### ABOUT THIS TASK
Extract the complete data exactly as given.

(Dataset entries)
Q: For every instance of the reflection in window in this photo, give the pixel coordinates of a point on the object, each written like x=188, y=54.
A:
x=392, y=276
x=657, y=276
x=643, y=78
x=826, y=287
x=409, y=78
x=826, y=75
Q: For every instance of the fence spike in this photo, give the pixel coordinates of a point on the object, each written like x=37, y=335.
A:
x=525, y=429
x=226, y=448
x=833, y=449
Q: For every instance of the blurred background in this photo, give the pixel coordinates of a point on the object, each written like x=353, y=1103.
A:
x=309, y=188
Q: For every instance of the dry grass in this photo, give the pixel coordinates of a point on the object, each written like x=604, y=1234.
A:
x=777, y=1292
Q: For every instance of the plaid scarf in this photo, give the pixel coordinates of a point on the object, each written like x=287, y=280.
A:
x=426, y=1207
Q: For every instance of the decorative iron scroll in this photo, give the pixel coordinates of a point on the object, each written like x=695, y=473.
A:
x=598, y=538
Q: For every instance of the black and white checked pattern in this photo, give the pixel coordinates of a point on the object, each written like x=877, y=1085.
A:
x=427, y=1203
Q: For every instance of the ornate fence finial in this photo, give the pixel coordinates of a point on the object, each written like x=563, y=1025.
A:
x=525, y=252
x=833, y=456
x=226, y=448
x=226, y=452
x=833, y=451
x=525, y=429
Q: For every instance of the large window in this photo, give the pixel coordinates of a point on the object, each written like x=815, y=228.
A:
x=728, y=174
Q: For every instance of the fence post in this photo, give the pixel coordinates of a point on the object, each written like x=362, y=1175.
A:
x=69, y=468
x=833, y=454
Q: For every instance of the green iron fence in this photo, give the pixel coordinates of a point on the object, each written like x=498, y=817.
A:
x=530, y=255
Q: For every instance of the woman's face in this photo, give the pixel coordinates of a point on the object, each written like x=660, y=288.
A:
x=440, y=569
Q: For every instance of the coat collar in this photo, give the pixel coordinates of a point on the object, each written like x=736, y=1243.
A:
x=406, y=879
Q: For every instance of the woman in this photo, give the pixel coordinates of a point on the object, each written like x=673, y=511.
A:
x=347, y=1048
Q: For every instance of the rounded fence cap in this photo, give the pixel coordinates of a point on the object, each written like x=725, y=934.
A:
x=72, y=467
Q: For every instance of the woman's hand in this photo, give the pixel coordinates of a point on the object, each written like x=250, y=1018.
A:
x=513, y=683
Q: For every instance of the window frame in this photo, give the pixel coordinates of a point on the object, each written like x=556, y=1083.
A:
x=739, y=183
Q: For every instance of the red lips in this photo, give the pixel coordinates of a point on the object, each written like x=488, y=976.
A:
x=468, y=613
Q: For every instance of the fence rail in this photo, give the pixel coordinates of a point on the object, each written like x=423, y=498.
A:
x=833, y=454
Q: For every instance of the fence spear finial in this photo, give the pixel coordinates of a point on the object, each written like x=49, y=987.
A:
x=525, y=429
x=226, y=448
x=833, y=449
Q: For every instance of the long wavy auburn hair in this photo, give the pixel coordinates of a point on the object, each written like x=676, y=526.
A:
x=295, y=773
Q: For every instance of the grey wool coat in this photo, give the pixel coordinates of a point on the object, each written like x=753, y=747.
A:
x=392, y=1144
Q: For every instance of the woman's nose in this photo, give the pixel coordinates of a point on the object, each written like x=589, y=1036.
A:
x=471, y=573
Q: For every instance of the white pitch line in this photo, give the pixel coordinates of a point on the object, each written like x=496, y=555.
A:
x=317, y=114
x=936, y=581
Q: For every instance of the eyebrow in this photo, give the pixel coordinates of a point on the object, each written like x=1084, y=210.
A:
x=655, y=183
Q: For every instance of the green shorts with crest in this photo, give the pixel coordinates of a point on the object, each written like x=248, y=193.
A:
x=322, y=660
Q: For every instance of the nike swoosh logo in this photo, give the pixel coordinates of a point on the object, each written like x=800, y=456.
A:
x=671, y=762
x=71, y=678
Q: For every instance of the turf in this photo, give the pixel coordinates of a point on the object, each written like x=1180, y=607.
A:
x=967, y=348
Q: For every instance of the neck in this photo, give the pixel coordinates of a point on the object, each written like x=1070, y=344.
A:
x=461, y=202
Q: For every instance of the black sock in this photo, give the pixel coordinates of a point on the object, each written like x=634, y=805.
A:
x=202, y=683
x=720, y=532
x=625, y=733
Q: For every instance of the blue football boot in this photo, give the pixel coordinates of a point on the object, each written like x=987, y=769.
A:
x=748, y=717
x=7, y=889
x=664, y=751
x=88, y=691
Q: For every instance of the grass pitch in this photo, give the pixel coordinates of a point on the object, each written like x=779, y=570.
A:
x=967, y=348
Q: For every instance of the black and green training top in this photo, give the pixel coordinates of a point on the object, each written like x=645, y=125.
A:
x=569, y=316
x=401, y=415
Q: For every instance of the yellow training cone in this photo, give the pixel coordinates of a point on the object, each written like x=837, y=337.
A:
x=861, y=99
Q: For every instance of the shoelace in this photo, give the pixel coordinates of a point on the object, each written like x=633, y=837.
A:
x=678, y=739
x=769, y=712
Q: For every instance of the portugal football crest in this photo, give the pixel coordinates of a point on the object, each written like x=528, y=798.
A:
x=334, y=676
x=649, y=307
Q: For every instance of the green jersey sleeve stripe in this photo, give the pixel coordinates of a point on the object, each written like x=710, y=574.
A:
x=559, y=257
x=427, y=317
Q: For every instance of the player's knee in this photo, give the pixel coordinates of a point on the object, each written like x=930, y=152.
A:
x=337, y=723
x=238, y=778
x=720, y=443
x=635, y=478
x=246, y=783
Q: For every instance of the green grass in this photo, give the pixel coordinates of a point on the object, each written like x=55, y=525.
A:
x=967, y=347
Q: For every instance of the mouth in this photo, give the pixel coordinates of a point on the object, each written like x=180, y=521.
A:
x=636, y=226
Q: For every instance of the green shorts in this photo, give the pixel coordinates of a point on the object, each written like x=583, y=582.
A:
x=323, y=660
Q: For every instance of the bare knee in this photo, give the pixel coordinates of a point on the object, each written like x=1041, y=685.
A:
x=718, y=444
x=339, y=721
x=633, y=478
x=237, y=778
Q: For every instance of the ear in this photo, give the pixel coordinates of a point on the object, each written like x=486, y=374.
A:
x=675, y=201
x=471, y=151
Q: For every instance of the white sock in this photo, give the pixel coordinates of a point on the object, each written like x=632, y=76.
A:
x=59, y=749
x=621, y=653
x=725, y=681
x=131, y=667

### PROBLEM SOLUTION
Q: For every instance of the reflection in window in this photo, give the pixel coordinates of a point on the object, each written like x=188, y=54.
A:
x=392, y=276
x=657, y=276
x=643, y=78
x=826, y=287
x=409, y=78
x=826, y=75
Q: For every instance of the fence spike in this photo, give the pixel coordinates of a point on the object, each written like x=37, y=335.
A:
x=525, y=429
x=226, y=448
x=833, y=449
Q: For every instance of the blurred background in this photo, give the pixel coordinates of a point on the object, each written like x=353, y=1103.
A:
x=309, y=188
Q: For every instance of the dry grass in this photo, give the pixel coordinates of a point on the object, each written like x=604, y=1234.
A:
x=777, y=1292
Q: For every instance of the plaid scarf in this photo, give the pixel coordinates of a point on the object, each written like x=287, y=280.
A:
x=426, y=1207
Q: For every instance of the decorative iron scroll in this photo, give the pixel coordinates of a point on the object, each written like x=695, y=473.
A:
x=598, y=538
Q: For every instance of the black and white checked pattern in this photo, give the pixel coordinates of a point on the object, each written like x=877, y=1085.
A:
x=427, y=1203
Q: For every instance of the ornate fence finial in this photo, give the pixel coordinates of a point on the object, each written like x=563, y=1025.
A:
x=525, y=252
x=833, y=456
x=226, y=448
x=226, y=452
x=833, y=451
x=525, y=429
Q: For every instance of the large window in this photo, give the pixel coordinates of a point on the object, each written like x=815, y=228.
A:
x=728, y=174
Q: For every instance of the fence post in this photo, give the pixel coordinates of a point on the object, each written like x=362, y=1175.
A:
x=69, y=468
x=833, y=454
Q: For every instance of the green iron fence in this photo, give the pixel coordinates of a point on the object, each written like x=498, y=817.
A:
x=530, y=255
Q: For every instance of the woman's face in this photo, give the pixel coordinates of a point on the object, each written like x=660, y=288.
A:
x=440, y=569
Q: For every instance of the coat collar in this photo, give the pixel coordinates of a point on the object, each written like x=736, y=1243.
A:
x=406, y=879
Q: For every instance of the woman in this photo, give the pixel coordinates of a point on the object, each written like x=673, y=511.
A:
x=347, y=1048
Q: For every instance of the rounded fence cap in this photo, give the pixel coordinates of a point on the object, each written like x=725, y=934.
A:
x=72, y=467
Q: For every instance of the woman's hand in this photo, give the pixel coordinates of a point on the object, each written like x=250, y=1018.
A:
x=513, y=683
Q: For every instance of the window frame in this photo, give the pixel coordinates of a point on the object, each written like x=556, y=1083.
A:
x=739, y=183
Q: For every instance of the red lips in this photo, give the pixel coordinates of a point on the object, each written like x=488, y=976.
A:
x=468, y=613
Q: For every instance of the fence rail in this photo, give the pixel coordinates of a point on the object, each written like x=423, y=498.
A:
x=833, y=454
Q: For every instance of the fence spear finial in this photo, give the pixel coordinates of a point on the object, each written like x=49, y=987.
A:
x=525, y=429
x=226, y=448
x=833, y=449
Q: For every instance of the long wavy auburn hair in this photo, give the pixel coordinates of a point on the object, each written like x=676, y=526.
A:
x=295, y=773
Q: For every instance of the grey wool coat in this photo, give the pixel coordinates of a point on the object, each written like x=753, y=747.
A:
x=392, y=1144
Q: For every instance of the woman's nose in this photo, give the pixel coordinates of a point on the object, each written like x=589, y=1036.
A:
x=471, y=573
Q: For every instance of the white pitch line in this photo, give the pixel coordinates of a point on the object, each written like x=496, y=555.
A:
x=317, y=114
x=936, y=581
Q: For every instance of the eyebrow in this photo, give the pixel coordinates of a point on the object, each written like x=1084, y=210.
A:
x=655, y=183
Q: For every instance of the green shorts with crest in this photo, give the pixel coordinates of a point on the object, each written like x=248, y=193.
A:
x=322, y=660
Q: For every instance of the nike swoosh logo in this photo, give the pixel coordinates of a point on the object, each written like x=800, y=456.
A:
x=671, y=762
x=71, y=678
Q: For every instance of the turf in this photo, give the pixel coordinates of a point on the object, each written like x=1180, y=607.
A:
x=967, y=348
Q: For every instance of the neck in this photo, give the pixel coordinates of a point on the object, each written like x=1070, y=344.
A:
x=461, y=202
Q: For every instance of the black sock in this photo, give the pixel coordinates of a point on the object, each written like x=634, y=805.
A:
x=202, y=683
x=720, y=532
x=625, y=733
Q: For every instance of the blue football boot in this photo, give the pixel coordinates of a point on the object, each written like x=987, y=769.
A:
x=748, y=717
x=7, y=889
x=664, y=751
x=88, y=691
Q: For every instance of the grass pitch in this photo, give the pixel coordinates of a point on the object, each written like x=779, y=570.
A:
x=967, y=348
Q: For every instance of the black and green training top in this photo, give the pixel coordinates of a point on the object, each written like x=645, y=125.
A:
x=569, y=316
x=401, y=415
Q: For every instance of the yellow training cone in this photo, give the pixel coordinates of a point on the object, each written like x=837, y=337.
A:
x=861, y=99
Q: For every instance of the shoelace in this photo, give the pixel coordinates of a point on the object, each written like x=633, y=837.
A:
x=678, y=739
x=769, y=712
Q: For every instance of the portugal football crest in this photo, give the pixel coordinates of a point on the object, each written like x=528, y=798.
A:
x=334, y=676
x=649, y=307
Q: For every instance of the green jersey sleeve stripe in this photo, give the pixel coordinates of a point on the object, each written like x=710, y=574.
A:
x=559, y=257
x=427, y=317
Q: For every instance of the player's knee in this photo, give the pixel coordinates of a point on the object, each written like x=930, y=152.
A:
x=337, y=723
x=238, y=778
x=720, y=443
x=635, y=478
x=246, y=783
Q: For every instance of the green grass in this photo, give the pixel coordinates of a point on the object, each written like x=55, y=525.
A:
x=967, y=347
Q: For every instance of the mouth in this photo, give the pixel coordinates of a point on the object, each written like x=180, y=521.
A:
x=636, y=226
Q: For every instance of the green shorts in this photo, give the pixel coordinates of a point on the object, each written like x=583, y=582.
A:
x=323, y=660
Q: For every instance of the bare knee in this photo, give the pixel coordinates of a point on the object, each written like x=1041, y=685.
A:
x=718, y=444
x=339, y=721
x=633, y=478
x=237, y=778
Q: For every instance of the ear in this photo, give the pixel coordinates of a point on the object, each written like x=486, y=374.
A:
x=675, y=201
x=471, y=151
Q: For every instance of the white sock in this photo, give the pixel coordinates of a point on the object, each written like x=632, y=76.
A:
x=59, y=749
x=621, y=653
x=725, y=681
x=131, y=667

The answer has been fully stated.